WHAT IS BEING ASKED:
Having located "Target: swan body" in the records below, repeat exactly the line it is on and all subsequent lines, ending with the last.

GIVEN ENTRIES:
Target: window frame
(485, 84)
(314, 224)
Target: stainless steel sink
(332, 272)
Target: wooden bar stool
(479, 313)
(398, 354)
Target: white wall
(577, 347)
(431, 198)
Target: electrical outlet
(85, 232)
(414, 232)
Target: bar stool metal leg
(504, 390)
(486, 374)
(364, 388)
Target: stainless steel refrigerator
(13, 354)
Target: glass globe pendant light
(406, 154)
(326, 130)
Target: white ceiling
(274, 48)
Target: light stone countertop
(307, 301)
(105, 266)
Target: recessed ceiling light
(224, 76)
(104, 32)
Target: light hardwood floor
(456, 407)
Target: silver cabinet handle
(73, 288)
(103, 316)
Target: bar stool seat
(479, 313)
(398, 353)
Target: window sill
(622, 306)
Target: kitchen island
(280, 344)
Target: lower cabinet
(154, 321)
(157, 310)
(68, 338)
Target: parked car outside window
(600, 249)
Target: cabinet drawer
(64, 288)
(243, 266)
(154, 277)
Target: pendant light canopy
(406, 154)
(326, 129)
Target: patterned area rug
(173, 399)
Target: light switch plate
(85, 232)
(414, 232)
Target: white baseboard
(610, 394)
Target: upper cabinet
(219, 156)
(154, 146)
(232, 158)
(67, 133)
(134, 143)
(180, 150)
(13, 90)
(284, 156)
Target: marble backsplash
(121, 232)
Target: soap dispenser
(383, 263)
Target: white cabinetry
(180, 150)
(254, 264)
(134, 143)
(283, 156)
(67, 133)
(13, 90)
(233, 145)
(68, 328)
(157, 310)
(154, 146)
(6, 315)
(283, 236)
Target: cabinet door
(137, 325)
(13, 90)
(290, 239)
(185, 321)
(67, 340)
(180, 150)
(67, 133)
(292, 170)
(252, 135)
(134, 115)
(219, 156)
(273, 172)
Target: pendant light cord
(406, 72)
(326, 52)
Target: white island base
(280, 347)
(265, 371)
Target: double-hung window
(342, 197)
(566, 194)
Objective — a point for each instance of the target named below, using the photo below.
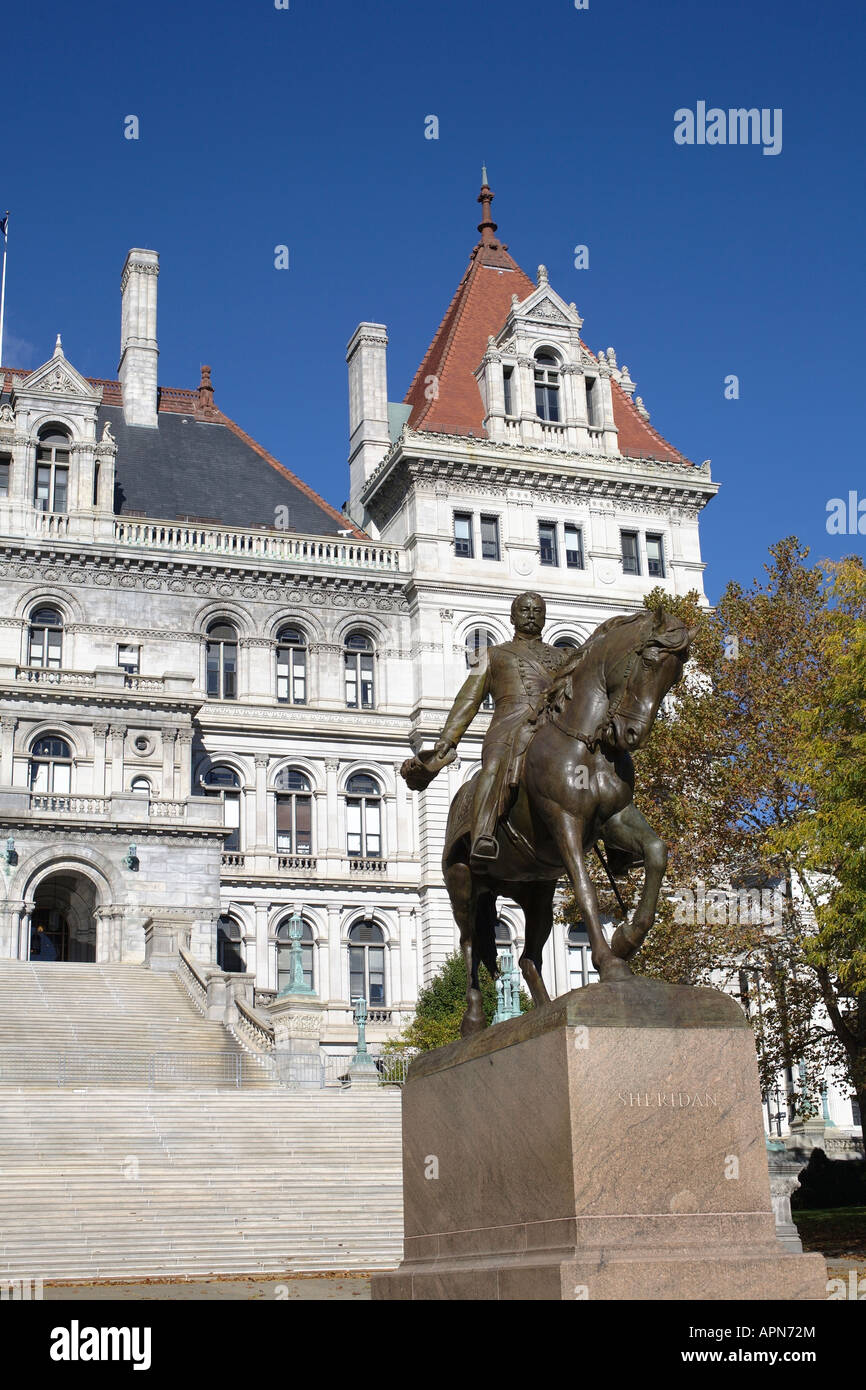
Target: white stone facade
(142, 740)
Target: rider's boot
(485, 848)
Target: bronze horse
(576, 787)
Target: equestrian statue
(556, 777)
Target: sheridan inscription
(667, 1100)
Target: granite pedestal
(608, 1146)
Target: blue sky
(306, 127)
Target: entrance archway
(63, 923)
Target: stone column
(330, 841)
(335, 975)
(264, 966)
(24, 929)
(7, 744)
(182, 781)
(10, 919)
(99, 759)
(407, 955)
(262, 840)
(117, 733)
(168, 741)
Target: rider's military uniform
(517, 674)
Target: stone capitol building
(209, 677)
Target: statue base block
(606, 1146)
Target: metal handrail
(110, 1066)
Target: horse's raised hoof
(613, 970)
(624, 945)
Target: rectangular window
(655, 556)
(463, 535)
(377, 975)
(61, 488)
(357, 986)
(128, 658)
(353, 829)
(489, 538)
(42, 496)
(546, 542)
(631, 562)
(506, 384)
(284, 824)
(574, 548)
(592, 412)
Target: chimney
(369, 435)
(139, 352)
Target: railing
(295, 863)
(70, 805)
(253, 1030)
(52, 523)
(556, 432)
(367, 865)
(53, 676)
(88, 1066)
(267, 545)
(192, 982)
(143, 683)
(168, 809)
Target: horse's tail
(485, 931)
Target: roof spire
(487, 225)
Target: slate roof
(199, 463)
(478, 310)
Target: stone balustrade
(274, 546)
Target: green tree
(441, 1007)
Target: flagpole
(3, 284)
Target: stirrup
(484, 848)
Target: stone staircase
(107, 1020)
(123, 1182)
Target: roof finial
(487, 225)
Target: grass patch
(838, 1230)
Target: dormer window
(546, 387)
(52, 487)
(508, 374)
(592, 402)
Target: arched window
(293, 813)
(363, 818)
(45, 647)
(477, 641)
(291, 666)
(230, 944)
(50, 765)
(52, 485)
(284, 955)
(357, 663)
(367, 963)
(221, 660)
(580, 959)
(546, 387)
(224, 780)
(505, 940)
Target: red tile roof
(478, 310)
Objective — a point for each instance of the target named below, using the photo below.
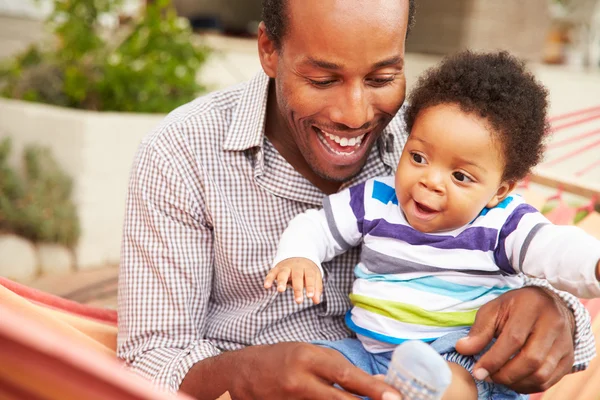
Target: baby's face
(451, 168)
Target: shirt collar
(247, 127)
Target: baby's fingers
(311, 276)
(271, 276)
(298, 284)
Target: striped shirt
(209, 197)
(414, 285)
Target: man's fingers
(536, 355)
(336, 369)
(509, 342)
(481, 333)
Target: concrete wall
(447, 26)
(96, 150)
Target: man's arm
(166, 272)
(283, 371)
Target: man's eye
(382, 81)
(419, 159)
(321, 84)
(459, 176)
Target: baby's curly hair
(498, 88)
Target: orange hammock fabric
(56, 349)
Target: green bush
(37, 205)
(149, 64)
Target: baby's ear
(504, 190)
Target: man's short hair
(274, 15)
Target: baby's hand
(299, 271)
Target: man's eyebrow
(323, 64)
(389, 62)
(333, 66)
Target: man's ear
(267, 51)
(503, 191)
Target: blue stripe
(473, 238)
(503, 204)
(357, 204)
(509, 227)
(384, 193)
(431, 284)
(378, 336)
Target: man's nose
(353, 108)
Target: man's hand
(290, 371)
(299, 271)
(535, 327)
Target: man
(214, 186)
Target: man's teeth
(345, 142)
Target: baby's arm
(312, 238)
(566, 256)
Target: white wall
(96, 150)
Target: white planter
(97, 151)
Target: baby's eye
(419, 159)
(459, 176)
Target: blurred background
(82, 81)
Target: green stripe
(412, 314)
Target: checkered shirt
(209, 197)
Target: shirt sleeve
(165, 274)
(320, 235)
(565, 256)
(521, 250)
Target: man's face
(339, 80)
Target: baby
(445, 235)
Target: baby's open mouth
(424, 209)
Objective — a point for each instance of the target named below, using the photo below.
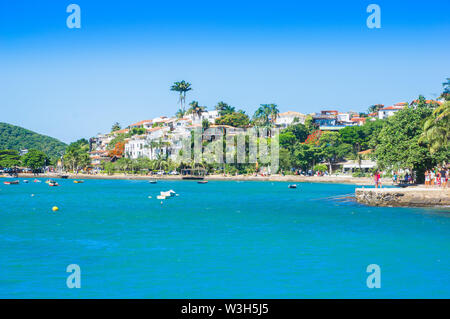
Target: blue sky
(303, 56)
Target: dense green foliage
(9, 158)
(35, 159)
(234, 119)
(17, 138)
(77, 155)
(399, 144)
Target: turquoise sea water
(217, 240)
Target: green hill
(17, 138)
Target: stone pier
(408, 197)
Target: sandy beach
(272, 178)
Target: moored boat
(11, 183)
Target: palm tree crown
(181, 87)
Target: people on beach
(377, 179)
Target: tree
(35, 160)
(446, 93)
(224, 108)
(195, 109)
(115, 127)
(274, 111)
(180, 113)
(398, 141)
(375, 108)
(287, 139)
(332, 148)
(182, 88)
(436, 130)
(9, 158)
(299, 130)
(17, 138)
(233, 119)
(77, 155)
(262, 115)
(205, 124)
(306, 155)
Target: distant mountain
(17, 138)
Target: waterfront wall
(410, 197)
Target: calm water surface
(216, 240)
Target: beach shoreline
(363, 181)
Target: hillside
(17, 138)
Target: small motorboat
(11, 183)
(170, 193)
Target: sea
(223, 239)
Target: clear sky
(302, 55)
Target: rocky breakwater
(409, 197)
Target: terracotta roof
(392, 107)
(291, 113)
(154, 129)
(125, 130)
(428, 101)
(141, 123)
(366, 152)
(218, 125)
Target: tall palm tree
(115, 127)
(224, 108)
(196, 109)
(181, 87)
(262, 115)
(274, 111)
(180, 113)
(436, 130)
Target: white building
(287, 118)
(390, 110)
(344, 117)
(211, 116)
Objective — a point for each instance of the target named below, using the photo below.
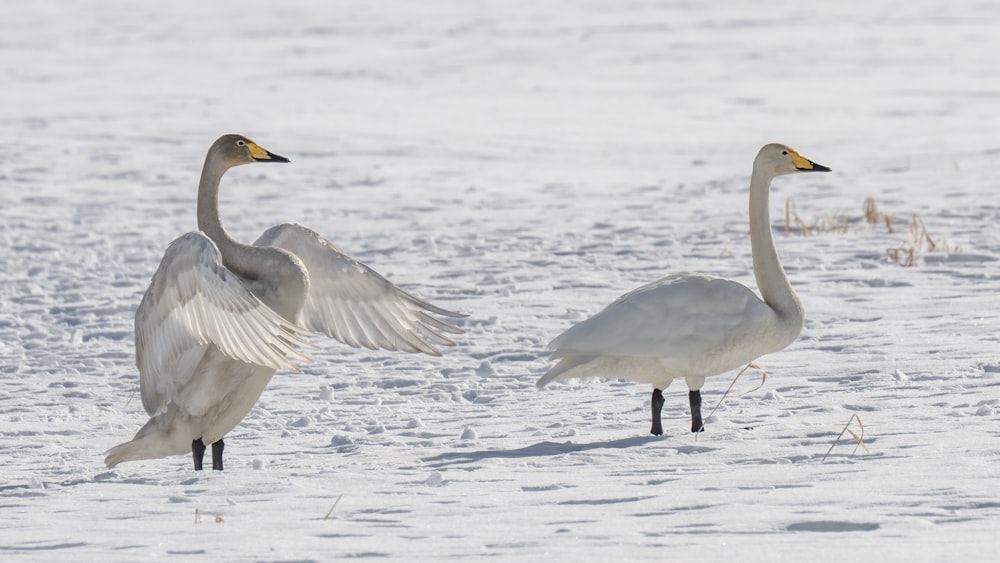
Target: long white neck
(771, 278)
(234, 254)
(281, 279)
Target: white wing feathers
(194, 301)
(351, 302)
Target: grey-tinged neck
(771, 279)
(277, 278)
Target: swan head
(234, 150)
(776, 159)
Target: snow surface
(527, 163)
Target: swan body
(220, 317)
(693, 326)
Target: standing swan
(693, 326)
(220, 317)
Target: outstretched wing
(193, 302)
(355, 304)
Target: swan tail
(151, 442)
(566, 368)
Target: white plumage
(693, 326)
(220, 317)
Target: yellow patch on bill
(799, 161)
(259, 153)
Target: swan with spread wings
(220, 317)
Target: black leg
(657, 403)
(198, 453)
(217, 455)
(695, 398)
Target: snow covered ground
(527, 163)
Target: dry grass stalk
(920, 241)
(836, 223)
(763, 378)
(329, 512)
(858, 439)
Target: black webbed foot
(217, 448)
(656, 402)
(694, 397)
(198, 453)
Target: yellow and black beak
(260, 154)
(803, 164)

EXERCISE ANSWER:
Target: swan body
(220, 317)
(693, 326)
Target: standing swan
(693, 326)
(220, 317)
Target: outstretched wing
(193, 302)
(355, 304)
Target: swan tail
(151, 442)
(566, 368)
Target: white plumage
(693, 326)
(220, 317)
Target: yellow patch on bill
(799, 161)
(259, 153)
Target: swan with spread wings
(220, 317)
Target: black leg
(657, 403)
(198, 453)
(217, 455)
(695, 398)
Target: snow covered ground
(527, 163)
Target: dry grass stalk
(920, 241)
(836, 223)
(763, 378)
(329, 512)
(858, 439)
Target: black webbed foot
(217, 448)
(656, 402)
(694, 397)
(198, 453)
Target: yellow and black beak
(260, 154)
(803, 164)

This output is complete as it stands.